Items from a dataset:
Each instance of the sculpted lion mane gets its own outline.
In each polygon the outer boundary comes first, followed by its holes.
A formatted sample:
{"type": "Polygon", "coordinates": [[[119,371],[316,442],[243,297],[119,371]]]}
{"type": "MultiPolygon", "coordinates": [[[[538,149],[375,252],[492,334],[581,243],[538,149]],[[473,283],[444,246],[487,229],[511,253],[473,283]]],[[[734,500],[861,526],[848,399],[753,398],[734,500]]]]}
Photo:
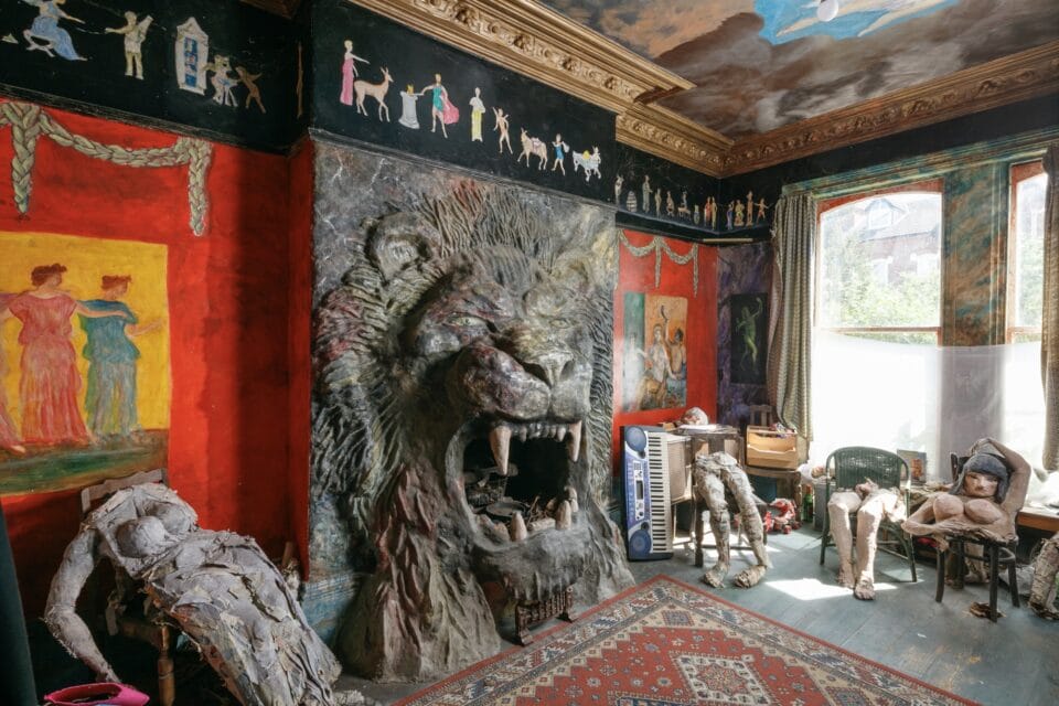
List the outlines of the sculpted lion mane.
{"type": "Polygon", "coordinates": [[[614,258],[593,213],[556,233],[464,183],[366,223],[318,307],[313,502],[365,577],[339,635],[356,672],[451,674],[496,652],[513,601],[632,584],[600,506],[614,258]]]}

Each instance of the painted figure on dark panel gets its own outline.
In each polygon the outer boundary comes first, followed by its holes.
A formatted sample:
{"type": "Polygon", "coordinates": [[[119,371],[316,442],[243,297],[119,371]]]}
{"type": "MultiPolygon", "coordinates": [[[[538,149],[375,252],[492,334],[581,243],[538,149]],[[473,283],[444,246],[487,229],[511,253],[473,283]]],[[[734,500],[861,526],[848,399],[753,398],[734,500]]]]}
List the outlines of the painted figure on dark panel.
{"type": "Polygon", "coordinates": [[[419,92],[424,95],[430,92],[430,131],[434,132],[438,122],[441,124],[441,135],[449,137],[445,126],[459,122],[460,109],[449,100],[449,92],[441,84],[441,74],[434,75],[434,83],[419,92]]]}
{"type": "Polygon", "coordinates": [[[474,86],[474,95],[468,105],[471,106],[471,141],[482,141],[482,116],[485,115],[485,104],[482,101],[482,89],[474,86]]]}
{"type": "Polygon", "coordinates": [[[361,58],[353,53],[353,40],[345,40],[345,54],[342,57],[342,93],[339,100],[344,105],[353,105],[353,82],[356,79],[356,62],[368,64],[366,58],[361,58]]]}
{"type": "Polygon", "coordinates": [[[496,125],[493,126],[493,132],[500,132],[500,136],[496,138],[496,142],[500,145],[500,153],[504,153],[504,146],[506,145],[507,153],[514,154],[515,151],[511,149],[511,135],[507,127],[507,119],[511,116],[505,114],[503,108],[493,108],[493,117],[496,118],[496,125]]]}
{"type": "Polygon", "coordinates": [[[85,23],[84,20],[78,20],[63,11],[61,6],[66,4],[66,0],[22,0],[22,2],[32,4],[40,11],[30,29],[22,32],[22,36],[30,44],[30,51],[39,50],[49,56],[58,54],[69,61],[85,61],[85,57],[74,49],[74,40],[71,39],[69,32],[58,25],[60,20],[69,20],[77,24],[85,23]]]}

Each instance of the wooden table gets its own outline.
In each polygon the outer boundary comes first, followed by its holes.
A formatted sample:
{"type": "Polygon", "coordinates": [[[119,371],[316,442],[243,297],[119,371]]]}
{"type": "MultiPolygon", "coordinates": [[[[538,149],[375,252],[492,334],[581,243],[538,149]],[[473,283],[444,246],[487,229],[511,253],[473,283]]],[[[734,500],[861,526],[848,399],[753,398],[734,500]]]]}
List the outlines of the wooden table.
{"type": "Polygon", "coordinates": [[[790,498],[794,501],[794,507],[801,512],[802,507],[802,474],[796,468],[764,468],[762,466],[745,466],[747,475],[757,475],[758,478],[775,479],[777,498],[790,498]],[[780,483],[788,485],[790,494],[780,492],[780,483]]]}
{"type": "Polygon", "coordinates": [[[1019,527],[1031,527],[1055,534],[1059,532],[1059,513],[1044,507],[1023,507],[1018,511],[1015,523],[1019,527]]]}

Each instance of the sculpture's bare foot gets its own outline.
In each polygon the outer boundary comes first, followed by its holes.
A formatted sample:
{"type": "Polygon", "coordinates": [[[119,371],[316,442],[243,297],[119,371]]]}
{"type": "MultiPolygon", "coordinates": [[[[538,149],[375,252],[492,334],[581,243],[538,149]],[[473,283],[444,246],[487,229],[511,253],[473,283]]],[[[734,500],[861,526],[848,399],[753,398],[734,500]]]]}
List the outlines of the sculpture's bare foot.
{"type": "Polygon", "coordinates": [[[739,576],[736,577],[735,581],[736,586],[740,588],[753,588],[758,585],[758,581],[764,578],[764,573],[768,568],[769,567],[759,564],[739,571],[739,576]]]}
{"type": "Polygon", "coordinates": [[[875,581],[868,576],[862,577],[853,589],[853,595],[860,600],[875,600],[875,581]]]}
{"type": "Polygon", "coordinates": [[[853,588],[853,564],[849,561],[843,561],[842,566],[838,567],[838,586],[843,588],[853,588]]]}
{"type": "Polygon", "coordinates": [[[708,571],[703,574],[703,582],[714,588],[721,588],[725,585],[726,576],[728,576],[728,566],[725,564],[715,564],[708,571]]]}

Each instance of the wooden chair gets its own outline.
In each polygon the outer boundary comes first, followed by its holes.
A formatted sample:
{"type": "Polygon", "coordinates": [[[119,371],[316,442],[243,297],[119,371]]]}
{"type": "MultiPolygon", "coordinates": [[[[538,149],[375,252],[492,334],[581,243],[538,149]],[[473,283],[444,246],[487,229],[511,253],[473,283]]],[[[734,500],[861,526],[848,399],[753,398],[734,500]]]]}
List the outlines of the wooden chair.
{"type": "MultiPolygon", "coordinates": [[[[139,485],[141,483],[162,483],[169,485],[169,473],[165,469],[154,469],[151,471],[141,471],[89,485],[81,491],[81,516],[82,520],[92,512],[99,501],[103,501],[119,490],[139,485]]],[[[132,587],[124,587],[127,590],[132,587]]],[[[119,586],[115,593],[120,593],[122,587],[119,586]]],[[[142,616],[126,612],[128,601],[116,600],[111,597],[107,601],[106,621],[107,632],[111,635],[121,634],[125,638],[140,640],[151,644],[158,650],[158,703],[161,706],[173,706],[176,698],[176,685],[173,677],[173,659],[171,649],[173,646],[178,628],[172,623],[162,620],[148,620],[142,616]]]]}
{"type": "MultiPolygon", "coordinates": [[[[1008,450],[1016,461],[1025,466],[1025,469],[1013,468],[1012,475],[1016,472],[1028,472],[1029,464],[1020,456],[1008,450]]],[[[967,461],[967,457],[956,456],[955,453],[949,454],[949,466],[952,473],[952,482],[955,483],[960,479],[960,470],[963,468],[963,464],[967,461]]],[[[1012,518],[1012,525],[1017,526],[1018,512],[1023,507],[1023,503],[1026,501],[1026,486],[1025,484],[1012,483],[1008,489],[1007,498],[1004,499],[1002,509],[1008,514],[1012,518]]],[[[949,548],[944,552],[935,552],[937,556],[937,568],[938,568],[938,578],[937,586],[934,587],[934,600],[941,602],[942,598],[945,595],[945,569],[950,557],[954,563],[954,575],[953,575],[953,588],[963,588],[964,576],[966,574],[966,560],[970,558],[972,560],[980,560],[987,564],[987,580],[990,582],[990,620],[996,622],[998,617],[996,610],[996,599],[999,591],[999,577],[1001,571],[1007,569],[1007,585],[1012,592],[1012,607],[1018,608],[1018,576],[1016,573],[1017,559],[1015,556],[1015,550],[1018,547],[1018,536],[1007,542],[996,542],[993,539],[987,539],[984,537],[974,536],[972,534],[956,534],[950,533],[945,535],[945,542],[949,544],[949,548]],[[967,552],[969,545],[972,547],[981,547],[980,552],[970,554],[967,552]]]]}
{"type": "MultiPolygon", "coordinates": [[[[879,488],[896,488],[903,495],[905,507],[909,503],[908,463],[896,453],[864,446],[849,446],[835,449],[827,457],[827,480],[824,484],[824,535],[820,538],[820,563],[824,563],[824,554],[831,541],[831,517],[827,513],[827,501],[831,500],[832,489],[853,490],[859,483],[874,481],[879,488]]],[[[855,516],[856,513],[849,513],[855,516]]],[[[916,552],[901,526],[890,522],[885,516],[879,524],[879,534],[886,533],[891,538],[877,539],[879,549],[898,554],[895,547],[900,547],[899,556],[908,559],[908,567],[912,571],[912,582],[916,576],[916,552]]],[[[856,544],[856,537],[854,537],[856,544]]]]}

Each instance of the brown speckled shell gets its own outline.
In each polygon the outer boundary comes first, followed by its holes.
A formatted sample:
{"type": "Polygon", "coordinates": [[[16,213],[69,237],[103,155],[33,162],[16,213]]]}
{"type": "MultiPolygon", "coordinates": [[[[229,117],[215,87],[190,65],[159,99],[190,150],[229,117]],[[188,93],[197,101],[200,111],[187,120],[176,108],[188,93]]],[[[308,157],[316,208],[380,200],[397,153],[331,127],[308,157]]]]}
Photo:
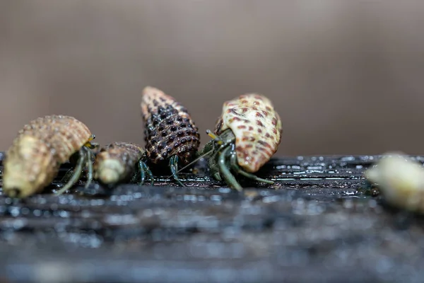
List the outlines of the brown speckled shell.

▶ [Problem details]
Copy out, word for word, the lines from the one containing "Each instance of the brown" through the end of the items, leaving the pictures out of your answer.

▶ [Finished answer]
Each instance of the brown speckled shell gets its own outline.
In each polygon the outer boundary comes first, followed by its holes.
A formatted sample:
{"type": "Polygon", "coordinates": [[[16,213],[69,237],[103,155],[33,162],[16,213]]]}
{"type": "MultiPolygon", "coordinates": [[[[229,117],[215,87],[190,65],[159,99],[190,150],[229,117]],[[188,93],[197,101],[200,111],[187,120],[176,108],[188,93]]],[[[308,157],[316,208],[380,200],[397,153],[331,127],[308,157]]]]}
Photo:
List the outlines of the brown speckled shell.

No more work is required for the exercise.